Rewrite the listing from the line containing "[tag] one dot per instance, sample [402,99]." through its final line, swapping "black" for "dark" and leaving everything else unchanged.
Start of INFORMATION GIVEN
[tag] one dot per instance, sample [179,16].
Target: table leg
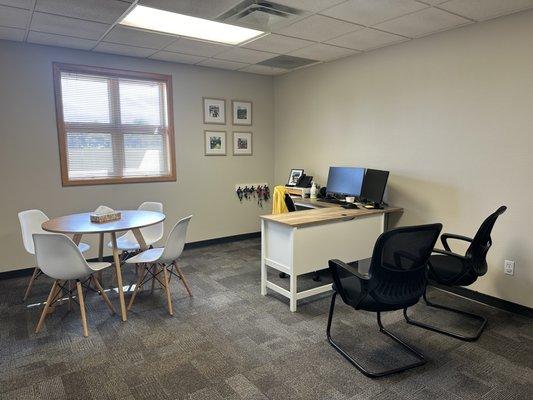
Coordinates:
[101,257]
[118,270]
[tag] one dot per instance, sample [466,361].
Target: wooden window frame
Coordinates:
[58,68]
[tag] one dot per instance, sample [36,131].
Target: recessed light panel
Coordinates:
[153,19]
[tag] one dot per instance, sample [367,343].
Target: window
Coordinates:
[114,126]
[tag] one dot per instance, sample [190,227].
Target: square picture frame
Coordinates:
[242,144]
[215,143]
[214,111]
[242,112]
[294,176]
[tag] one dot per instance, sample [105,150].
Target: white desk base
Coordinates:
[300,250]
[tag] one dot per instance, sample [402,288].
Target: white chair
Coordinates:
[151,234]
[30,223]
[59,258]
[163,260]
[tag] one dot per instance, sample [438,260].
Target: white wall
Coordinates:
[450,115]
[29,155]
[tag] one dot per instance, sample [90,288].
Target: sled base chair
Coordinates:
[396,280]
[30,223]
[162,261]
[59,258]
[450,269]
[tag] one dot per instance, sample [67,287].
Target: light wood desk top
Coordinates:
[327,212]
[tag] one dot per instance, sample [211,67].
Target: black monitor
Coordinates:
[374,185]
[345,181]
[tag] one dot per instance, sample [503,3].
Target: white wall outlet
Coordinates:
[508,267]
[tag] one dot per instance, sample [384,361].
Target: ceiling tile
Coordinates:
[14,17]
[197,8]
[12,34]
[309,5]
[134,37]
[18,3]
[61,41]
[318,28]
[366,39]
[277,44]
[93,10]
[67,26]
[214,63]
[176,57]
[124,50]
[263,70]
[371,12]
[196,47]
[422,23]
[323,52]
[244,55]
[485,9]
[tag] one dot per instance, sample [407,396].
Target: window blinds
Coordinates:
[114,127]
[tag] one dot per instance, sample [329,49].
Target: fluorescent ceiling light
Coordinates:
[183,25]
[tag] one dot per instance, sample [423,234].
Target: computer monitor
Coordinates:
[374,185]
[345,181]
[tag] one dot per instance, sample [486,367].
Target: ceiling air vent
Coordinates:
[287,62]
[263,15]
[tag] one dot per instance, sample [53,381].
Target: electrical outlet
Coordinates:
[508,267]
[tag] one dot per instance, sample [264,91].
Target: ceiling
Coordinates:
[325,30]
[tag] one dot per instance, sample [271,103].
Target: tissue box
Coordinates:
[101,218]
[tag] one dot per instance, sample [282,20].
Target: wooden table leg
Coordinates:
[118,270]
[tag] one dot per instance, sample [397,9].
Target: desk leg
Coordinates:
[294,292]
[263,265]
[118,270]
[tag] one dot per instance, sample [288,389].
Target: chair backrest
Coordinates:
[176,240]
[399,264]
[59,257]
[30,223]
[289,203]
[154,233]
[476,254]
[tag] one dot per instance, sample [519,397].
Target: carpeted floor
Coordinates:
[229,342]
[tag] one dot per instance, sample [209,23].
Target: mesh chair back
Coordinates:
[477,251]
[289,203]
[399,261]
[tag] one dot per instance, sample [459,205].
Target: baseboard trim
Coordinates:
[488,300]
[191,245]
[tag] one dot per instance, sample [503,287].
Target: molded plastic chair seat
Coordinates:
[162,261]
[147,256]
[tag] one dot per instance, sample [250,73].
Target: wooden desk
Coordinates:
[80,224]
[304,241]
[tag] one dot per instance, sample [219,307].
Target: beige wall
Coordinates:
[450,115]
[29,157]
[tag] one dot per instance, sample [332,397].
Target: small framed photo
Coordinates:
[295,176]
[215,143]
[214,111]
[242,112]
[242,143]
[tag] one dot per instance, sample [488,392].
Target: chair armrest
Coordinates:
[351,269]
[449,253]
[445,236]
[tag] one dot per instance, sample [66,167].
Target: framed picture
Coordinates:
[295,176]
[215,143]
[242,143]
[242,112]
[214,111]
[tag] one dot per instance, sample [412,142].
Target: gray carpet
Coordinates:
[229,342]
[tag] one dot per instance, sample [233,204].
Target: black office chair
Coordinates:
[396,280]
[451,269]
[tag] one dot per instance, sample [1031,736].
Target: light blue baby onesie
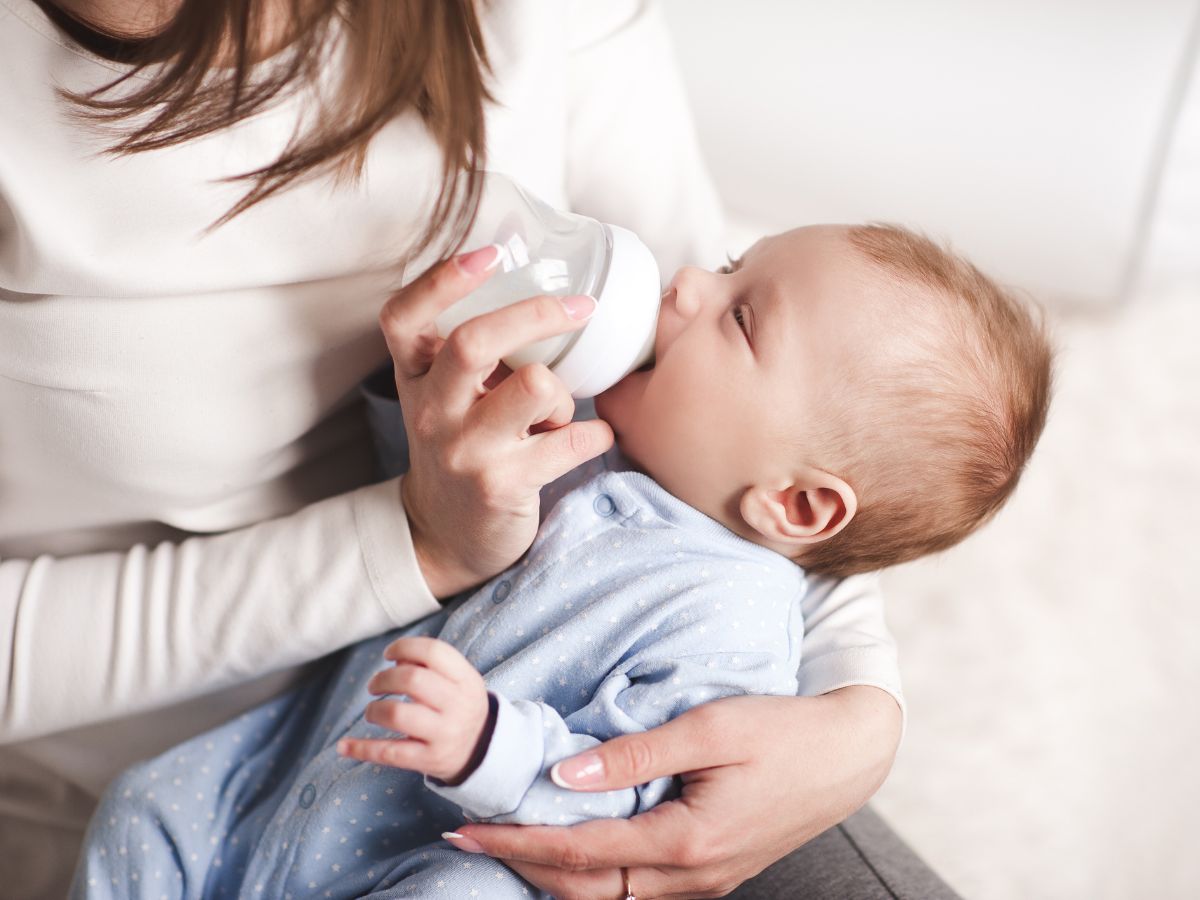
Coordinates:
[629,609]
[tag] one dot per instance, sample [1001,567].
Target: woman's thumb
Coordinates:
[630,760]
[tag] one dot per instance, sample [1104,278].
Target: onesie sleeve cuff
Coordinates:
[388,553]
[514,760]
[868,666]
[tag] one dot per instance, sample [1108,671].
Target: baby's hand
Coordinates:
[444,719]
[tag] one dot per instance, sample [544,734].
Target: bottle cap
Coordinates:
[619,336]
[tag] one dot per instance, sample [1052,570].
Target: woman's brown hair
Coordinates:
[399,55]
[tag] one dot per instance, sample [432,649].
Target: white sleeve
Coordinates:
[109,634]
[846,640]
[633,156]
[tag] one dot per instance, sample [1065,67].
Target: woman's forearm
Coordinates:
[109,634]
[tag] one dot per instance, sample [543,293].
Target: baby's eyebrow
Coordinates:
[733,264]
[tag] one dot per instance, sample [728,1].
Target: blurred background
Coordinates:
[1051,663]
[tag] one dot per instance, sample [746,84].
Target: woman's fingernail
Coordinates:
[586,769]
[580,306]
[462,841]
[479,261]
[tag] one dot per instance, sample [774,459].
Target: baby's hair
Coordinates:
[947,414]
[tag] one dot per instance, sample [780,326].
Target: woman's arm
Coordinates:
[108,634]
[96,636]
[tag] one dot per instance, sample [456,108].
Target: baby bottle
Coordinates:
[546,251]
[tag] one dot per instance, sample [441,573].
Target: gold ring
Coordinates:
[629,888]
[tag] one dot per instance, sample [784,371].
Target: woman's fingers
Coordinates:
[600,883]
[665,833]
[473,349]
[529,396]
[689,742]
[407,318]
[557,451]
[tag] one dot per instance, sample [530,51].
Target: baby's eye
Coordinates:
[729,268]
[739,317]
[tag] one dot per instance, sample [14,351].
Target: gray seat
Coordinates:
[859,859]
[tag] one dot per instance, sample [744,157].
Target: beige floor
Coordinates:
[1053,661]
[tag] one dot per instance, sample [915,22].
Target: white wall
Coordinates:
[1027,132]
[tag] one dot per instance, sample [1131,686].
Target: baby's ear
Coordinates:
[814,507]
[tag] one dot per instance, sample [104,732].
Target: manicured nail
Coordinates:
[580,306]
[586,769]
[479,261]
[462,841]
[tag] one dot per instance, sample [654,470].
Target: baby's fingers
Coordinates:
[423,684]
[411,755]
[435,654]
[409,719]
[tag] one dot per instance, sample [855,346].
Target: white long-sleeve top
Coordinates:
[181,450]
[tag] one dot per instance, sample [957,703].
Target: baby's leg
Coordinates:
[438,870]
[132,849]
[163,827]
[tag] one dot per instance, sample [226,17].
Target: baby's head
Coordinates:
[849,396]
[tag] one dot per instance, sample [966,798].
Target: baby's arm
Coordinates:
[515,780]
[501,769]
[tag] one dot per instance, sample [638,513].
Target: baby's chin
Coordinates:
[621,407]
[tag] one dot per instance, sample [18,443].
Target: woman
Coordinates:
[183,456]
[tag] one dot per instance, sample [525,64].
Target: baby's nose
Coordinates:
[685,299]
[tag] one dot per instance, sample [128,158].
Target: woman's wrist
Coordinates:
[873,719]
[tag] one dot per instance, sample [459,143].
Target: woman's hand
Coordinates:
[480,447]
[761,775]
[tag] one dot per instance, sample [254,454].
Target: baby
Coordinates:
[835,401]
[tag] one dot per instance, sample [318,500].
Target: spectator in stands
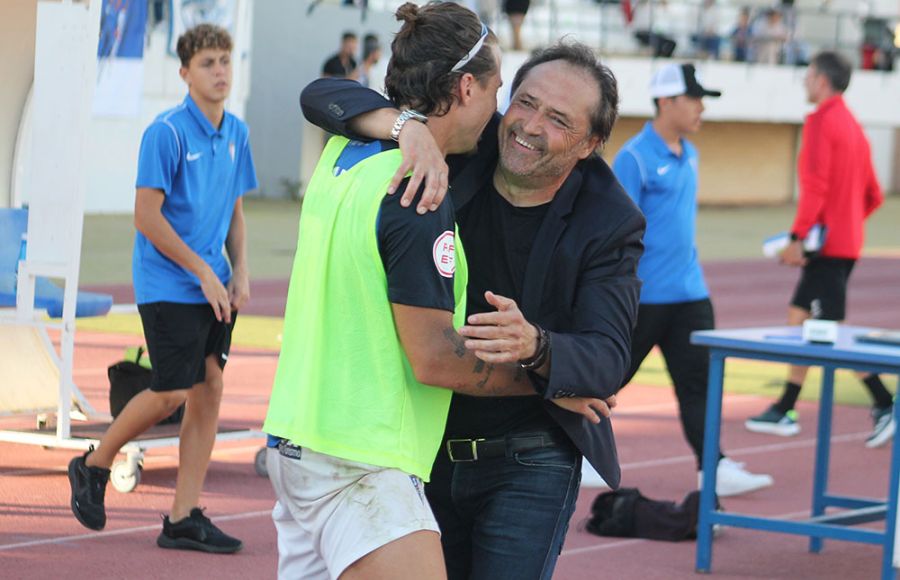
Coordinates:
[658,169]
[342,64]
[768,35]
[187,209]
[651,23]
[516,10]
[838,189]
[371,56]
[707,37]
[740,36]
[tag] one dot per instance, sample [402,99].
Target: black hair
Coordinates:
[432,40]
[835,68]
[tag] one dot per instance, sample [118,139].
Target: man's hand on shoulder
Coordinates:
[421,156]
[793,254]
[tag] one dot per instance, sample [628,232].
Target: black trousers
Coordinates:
End of INFORMATION GIVEN
■ **RESPONSE TO THIS TASK**:
[tag] one dot per instance, sample [402,99].
Target: dark hair
Coordinates:
[432,40]
[835,68]
[tag] one dot per instance, sample [118,139].
Target: man's hand on shoulder
Coordinates:
[421,156]
[793,254]
[tag] one dot per instance, sample [628,232].
Target: dark trousers
Coordinates:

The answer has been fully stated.